Activity:
Examine the entries and show every line in which the word "woman" is found.

= Beginning of Section =

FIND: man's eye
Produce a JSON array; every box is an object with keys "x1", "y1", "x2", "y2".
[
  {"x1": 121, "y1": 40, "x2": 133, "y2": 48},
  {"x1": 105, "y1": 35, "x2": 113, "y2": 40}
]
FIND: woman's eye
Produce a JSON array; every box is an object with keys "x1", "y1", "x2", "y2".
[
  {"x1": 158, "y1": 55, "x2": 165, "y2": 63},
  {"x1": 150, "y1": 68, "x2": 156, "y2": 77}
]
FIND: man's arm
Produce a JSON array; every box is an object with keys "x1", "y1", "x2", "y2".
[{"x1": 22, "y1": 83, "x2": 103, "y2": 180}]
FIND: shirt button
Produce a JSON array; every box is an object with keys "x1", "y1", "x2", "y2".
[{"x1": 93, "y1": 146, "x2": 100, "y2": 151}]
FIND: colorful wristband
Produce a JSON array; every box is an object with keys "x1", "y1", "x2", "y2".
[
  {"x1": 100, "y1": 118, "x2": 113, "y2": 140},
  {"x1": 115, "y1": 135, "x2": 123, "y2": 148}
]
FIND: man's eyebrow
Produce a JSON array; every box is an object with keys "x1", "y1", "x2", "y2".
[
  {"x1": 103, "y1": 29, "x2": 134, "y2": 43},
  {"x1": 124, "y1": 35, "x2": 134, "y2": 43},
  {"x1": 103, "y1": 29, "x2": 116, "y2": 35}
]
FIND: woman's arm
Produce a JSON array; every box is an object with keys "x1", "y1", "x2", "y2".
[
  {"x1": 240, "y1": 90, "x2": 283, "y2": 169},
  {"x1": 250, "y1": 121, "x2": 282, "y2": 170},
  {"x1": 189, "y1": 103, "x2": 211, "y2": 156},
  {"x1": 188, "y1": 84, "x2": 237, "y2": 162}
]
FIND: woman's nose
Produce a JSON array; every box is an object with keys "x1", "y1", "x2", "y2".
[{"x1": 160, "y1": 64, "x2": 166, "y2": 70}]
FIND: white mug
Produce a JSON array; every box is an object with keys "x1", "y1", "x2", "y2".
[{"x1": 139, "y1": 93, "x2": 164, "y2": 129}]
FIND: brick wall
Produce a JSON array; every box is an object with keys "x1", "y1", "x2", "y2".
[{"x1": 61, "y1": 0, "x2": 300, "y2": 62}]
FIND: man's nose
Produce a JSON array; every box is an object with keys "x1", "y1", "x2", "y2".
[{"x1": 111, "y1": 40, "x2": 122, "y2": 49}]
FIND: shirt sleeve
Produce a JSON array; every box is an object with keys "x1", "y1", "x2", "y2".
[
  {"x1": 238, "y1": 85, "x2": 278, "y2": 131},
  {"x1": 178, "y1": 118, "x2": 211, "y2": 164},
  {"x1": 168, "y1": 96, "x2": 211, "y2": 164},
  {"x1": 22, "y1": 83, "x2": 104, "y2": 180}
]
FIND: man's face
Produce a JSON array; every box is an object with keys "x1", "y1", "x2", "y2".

= End of Section =

Result:
FIND: woman's eye
FIND: woman's arm
FIND: woman's nose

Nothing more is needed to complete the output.